# Worcestershire sauce recipe



## PolishDeli (Apr 25, 2021)

This is my secret formulation for worcestershire sauce.  
There is no standard ingredients list for this condiment. The only required items are vinegar, tamarind, and anchovies.

Historically, it's a fermented fish sauce. It was invented by the British during their colonialization of India. Hence the mixture vinegar and fish with unusal spices.

Recipe and pictures below.  It's a whole bunch of ingredients, all for the purpose of making.....an ingredient








2 black cardamom pods
4 green cardamom pods
1 stick ceylon cinnamon
1 table spoon mustard seed
2 teaspoon black cumin







1 teaspoon red pepper flakes
5 cloves
2 teaspoons black pepper corns
1 teaspoon salt







1/4 cup soy sauce
2 cup apple cider and/or malt vinegar
3/4 cup molasses
1 tablespoon tamarind concentrate paste
1 can anchovies







1/4 small fresh onion
6 cloves garlic (3 black, 3 fresh)
1-2 inches fresh ginger







Crack the cinnamon and cardamom, and toast with the cumin and mustard seeds.







Puree the garlic, onion, ginger, tamarind, anchovies, soy sauce,  molasses and vinegar.  Mix everything into a sauce pan.







Simmer, and reduce. Do this outdoors if you can! Boiling vinegar with Indian spices does not a mild scent make.







Pour into a jar and refrigerate for a week or two. 







Strain






Done and ready to use.
Oooo Mommy; thats a lot of umami!

* [COMPLETE THE FOLLOWING]:
**1.** Answer these questions using the Worcestershire sauce recipe:
(a) Which three items does the recipe call the only required ones?
(b) How much molasses does the ingredient list call for?
(c) For how long is the jarred sauce refrigerated before straining?
**2.** Transcribe the passage of the Worcestershire sauce recipe between "There is no" and "with unusal spices.", inclusive.
None of this work involves the records.

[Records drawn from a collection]
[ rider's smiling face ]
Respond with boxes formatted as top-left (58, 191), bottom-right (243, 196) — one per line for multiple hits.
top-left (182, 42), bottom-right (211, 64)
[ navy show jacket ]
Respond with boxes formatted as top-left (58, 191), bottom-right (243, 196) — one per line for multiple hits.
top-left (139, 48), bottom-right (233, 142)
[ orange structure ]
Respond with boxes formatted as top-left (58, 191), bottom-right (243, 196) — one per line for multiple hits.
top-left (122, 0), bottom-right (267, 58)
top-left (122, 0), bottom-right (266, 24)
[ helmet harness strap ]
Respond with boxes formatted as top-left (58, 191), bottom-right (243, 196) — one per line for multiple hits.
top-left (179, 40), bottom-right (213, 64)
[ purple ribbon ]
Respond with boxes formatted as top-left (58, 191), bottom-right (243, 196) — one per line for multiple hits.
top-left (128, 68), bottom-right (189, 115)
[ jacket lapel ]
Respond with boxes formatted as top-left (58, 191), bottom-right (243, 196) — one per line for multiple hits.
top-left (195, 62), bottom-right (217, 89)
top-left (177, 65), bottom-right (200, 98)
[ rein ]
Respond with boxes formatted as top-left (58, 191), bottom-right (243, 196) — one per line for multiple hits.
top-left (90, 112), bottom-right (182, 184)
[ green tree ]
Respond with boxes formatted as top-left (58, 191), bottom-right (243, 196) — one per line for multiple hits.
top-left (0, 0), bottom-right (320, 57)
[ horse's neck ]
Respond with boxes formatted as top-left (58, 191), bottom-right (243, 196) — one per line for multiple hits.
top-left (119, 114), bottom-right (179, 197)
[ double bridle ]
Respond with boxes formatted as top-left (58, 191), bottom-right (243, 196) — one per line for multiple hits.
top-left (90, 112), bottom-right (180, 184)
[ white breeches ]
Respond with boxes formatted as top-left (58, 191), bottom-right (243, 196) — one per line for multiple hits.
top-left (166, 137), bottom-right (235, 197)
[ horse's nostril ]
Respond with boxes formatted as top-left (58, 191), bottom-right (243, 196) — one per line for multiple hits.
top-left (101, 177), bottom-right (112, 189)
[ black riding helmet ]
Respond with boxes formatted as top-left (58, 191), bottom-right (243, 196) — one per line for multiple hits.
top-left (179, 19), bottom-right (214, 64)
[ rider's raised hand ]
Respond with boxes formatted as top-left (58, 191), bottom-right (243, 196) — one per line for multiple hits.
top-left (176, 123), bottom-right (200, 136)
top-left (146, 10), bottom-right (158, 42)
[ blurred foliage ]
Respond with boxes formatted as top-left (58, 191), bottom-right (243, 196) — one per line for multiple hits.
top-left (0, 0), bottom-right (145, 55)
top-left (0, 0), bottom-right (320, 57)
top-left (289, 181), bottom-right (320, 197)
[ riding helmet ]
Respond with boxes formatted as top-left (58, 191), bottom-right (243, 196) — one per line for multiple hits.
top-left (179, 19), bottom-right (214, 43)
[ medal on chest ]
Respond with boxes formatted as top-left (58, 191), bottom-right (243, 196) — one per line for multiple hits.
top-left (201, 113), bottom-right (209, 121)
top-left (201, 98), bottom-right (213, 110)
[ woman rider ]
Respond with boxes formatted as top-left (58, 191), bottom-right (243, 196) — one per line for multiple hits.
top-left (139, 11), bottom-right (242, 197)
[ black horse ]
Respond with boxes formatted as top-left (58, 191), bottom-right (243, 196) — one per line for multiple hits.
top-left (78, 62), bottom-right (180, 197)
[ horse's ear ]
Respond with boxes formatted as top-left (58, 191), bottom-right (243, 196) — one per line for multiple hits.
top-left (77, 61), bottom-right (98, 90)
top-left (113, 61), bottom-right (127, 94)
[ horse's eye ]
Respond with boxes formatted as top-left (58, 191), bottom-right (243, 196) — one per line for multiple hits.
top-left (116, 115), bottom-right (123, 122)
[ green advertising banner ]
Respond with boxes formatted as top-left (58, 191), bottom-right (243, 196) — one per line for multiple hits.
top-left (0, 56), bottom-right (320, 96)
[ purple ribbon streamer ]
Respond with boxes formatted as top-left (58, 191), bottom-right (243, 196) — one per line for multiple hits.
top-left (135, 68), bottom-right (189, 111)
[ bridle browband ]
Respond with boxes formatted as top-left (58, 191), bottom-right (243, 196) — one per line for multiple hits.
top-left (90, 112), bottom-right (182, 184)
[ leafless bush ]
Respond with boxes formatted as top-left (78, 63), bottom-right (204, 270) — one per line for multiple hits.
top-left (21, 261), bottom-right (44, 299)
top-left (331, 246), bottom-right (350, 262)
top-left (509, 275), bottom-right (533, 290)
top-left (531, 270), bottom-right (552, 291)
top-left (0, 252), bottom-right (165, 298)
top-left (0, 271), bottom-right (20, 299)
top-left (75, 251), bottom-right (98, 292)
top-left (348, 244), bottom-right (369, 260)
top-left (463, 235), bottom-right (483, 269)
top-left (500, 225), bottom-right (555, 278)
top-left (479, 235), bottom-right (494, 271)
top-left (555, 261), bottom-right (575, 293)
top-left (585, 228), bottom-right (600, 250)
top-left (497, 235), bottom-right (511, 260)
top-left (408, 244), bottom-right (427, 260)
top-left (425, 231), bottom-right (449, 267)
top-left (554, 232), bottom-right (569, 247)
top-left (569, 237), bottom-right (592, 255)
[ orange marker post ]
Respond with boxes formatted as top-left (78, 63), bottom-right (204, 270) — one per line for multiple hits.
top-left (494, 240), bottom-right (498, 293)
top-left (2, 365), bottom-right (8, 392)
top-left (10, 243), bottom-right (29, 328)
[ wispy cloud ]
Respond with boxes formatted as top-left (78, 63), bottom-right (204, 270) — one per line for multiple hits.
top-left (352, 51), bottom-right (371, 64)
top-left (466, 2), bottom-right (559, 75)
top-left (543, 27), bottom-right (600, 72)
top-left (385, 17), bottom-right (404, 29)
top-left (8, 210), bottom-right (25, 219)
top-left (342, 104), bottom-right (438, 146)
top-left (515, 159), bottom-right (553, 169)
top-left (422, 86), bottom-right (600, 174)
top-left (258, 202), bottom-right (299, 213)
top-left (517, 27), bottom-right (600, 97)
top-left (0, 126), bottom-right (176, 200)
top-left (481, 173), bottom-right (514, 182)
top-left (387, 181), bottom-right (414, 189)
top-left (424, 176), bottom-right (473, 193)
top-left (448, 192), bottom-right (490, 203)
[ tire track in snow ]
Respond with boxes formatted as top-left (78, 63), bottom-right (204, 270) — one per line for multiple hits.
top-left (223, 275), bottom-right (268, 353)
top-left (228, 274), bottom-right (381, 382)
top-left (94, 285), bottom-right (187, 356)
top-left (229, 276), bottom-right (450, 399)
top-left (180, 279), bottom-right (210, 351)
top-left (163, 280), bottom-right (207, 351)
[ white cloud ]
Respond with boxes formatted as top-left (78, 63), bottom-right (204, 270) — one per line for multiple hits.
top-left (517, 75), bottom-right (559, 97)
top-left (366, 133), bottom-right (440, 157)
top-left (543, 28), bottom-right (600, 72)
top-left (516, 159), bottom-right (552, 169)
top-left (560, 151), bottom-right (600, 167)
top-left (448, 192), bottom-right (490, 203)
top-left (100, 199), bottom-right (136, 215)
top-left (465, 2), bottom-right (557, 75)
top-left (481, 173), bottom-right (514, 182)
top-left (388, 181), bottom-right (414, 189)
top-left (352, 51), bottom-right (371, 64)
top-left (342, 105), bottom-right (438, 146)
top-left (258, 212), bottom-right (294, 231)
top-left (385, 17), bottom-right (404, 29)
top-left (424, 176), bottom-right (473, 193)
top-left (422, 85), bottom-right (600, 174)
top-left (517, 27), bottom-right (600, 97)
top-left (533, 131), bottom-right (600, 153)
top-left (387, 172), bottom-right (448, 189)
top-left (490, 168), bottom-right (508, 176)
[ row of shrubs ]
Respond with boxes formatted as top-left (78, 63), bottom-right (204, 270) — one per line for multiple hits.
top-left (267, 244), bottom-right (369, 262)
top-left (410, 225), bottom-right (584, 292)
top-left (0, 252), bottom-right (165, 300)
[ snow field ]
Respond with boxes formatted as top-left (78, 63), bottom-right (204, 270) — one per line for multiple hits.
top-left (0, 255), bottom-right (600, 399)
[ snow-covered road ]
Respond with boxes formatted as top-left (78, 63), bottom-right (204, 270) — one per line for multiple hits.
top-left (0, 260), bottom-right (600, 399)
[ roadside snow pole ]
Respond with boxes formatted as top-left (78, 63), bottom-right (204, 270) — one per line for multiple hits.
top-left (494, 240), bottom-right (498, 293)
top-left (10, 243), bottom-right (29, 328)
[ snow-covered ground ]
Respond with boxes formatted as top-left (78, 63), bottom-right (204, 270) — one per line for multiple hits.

* [COMPLETED EXERCISE]:
**1.**
(a) Vinegar, tamarind, and anchovies.
(b) 3/4 cup.
(c) A week or two.

**2.**
There is no standard ingredients list for this condiment. The only required items are vinegar, tamarind, and anchovies.

Historically, it's a fermented fish sauce. It was invented by the British during their colonialization of India. Hence the mixture vinegar and fish with unusal spices.